Give the lines again starting at the one containing "For each <instance>" and ending at the one containing "box: [51, 175, 343, 273]", swapping "rough mask" for "coarse mask" and leaving everything else as it is. Return only those lines.
[[ Entries provided open ]]
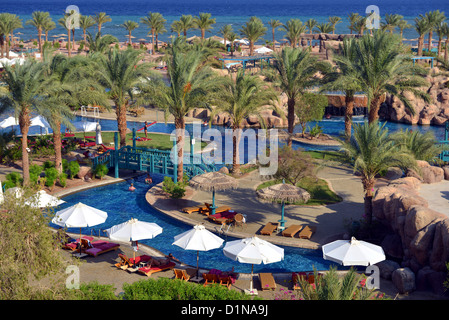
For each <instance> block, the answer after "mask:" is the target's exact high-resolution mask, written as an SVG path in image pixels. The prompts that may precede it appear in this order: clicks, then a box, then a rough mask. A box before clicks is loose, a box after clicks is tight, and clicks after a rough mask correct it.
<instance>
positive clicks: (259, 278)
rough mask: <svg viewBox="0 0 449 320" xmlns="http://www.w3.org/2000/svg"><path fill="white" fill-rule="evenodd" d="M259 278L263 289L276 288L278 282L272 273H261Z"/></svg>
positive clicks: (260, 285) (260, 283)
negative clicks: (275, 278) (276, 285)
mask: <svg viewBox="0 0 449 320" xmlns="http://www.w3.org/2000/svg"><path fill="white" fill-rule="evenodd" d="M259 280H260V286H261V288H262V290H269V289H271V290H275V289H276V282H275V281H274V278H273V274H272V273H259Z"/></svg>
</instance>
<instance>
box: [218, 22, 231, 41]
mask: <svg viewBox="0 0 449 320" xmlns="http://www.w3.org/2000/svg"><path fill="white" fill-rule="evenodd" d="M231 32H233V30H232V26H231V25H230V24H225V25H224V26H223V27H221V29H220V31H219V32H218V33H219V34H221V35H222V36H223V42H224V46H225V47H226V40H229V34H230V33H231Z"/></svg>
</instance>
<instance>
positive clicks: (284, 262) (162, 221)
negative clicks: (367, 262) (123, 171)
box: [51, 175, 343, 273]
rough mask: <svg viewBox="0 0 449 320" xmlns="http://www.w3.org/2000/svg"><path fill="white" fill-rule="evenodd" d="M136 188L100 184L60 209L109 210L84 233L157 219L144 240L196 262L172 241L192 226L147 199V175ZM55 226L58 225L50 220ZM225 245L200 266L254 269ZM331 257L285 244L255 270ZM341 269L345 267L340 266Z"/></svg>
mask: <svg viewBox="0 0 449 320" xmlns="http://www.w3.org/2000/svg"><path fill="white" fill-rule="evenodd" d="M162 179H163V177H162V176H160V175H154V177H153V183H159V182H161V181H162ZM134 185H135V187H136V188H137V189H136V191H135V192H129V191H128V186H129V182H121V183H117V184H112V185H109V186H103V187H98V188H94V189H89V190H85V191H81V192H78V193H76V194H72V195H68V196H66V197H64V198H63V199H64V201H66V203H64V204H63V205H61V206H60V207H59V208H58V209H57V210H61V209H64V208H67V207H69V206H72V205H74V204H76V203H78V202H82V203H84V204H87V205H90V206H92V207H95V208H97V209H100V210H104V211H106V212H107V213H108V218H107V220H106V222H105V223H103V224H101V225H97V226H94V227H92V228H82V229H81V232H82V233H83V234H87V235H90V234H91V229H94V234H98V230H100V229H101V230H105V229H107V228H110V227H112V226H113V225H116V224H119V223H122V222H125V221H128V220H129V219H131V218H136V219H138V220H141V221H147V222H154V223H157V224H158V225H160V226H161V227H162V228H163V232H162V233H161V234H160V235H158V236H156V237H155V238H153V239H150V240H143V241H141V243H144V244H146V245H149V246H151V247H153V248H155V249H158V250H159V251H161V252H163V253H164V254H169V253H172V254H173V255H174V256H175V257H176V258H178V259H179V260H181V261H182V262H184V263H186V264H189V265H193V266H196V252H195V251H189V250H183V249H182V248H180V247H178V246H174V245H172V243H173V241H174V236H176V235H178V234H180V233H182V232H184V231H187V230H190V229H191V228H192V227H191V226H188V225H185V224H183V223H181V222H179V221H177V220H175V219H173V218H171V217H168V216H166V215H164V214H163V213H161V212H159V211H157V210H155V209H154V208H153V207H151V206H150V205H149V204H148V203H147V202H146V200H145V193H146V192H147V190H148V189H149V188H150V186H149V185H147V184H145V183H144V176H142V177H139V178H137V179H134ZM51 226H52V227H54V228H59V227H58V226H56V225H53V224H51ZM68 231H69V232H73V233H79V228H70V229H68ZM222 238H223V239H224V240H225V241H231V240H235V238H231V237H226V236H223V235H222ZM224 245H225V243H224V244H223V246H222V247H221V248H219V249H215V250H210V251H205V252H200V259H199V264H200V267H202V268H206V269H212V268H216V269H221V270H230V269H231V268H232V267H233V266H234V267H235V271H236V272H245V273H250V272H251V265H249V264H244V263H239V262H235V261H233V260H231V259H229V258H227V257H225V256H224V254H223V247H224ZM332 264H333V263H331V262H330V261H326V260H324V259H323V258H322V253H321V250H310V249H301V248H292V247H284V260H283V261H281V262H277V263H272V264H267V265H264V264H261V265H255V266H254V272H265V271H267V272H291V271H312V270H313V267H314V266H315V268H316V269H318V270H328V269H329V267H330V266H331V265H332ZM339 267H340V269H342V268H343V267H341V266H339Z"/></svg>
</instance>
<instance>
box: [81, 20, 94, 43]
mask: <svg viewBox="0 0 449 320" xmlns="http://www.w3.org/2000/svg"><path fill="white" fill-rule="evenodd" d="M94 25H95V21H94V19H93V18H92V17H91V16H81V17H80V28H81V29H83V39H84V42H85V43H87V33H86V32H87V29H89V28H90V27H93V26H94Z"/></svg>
[[ Entries provided closed ]]
[[ Entries provided open ]]
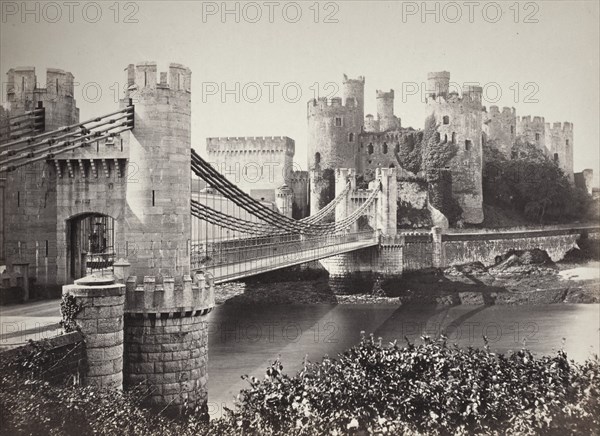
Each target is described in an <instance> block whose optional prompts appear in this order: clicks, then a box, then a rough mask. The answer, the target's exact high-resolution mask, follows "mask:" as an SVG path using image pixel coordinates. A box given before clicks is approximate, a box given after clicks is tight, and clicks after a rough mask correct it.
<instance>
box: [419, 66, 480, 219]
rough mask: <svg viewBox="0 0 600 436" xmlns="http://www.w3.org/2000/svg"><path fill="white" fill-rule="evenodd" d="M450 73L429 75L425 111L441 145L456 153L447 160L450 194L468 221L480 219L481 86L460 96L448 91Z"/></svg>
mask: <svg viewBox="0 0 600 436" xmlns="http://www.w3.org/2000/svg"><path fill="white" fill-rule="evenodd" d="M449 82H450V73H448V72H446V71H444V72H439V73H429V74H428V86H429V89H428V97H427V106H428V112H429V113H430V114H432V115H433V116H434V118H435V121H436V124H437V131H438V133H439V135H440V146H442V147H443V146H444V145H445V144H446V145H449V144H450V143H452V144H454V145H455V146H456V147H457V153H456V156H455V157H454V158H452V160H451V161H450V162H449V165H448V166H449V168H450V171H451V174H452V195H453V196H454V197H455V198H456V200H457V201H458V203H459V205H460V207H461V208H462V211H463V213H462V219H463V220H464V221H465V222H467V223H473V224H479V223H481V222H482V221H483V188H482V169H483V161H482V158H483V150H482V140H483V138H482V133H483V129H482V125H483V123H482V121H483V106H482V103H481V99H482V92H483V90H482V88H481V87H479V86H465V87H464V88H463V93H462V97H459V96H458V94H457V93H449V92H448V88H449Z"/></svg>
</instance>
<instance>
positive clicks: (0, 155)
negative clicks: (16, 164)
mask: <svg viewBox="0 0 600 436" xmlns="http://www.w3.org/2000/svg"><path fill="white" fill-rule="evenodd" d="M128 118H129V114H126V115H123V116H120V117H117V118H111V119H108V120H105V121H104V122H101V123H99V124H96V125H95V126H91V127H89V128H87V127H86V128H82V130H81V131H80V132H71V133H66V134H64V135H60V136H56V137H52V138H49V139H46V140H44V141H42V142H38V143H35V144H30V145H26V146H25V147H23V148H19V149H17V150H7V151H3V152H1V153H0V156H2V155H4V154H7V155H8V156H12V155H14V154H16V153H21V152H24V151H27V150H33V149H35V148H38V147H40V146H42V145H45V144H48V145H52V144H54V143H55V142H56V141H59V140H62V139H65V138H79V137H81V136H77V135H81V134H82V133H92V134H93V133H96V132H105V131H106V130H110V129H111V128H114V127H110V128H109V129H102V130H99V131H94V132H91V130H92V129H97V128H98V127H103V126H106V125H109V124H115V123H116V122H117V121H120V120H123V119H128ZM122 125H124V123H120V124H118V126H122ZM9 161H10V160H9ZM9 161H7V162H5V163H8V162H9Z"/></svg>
[[ Entries provided closed ]]
Output of the exercise:
For each <instance> block, the answer after "mask:" is the target's exact high-resolution mask, written as an SVG path in image pixels. The prompts that may precede it appear in this order: clicks, then a box, then a coarse mask. A box before clicks is loose, a box after clicks is tight, and clicks after a coarse mask correct it.
<instance>
positive clicks: (259, 278)
coarse mask: <svg viewBox="0 0 449 320" xmlns="http://www.w3.org/2000/svg"><path fill="white" fill-rule="evenodd" d="M259 278L263 289L276 288L278 282L272 273H261Z"/></svg>
positive clicks: (260, 285) (260, 283)
negative clicks: (275, 278) (276, 285)
mask: <svg viewBox="0 0 449 320" xmlns="http://www.w3.org/2000/svg"><path fill="white" fill-rule="evenodd" d="M259 280H260V286H261V288H262V290H269V289H271V290H275V289H276V282H275V281H274V278H273V274H272V273H259Z"/></svg>
</instance>
<instance>
box: [218, 22, 231, 41]
mask: <svg viewBox="0 0 449 320" xmlns="http://www.w3.org/2000/svg"><path fill="white" fill-rule="evenodd" d="M231 32H233V30H232V26H231V25H230V24H225V25H224V26H223V27H221V29H220V31H219V32H218V33H219V34H221V35H222V36H223V42H224V46H225V47H226V40H229V34H230V33H231Z"/></svg>
</instance>
<instance>
positive clicks: (284, 262) (162, 221)
negative clicks: (367, 262) (123, 171)
box: [51, 175, 343, 273]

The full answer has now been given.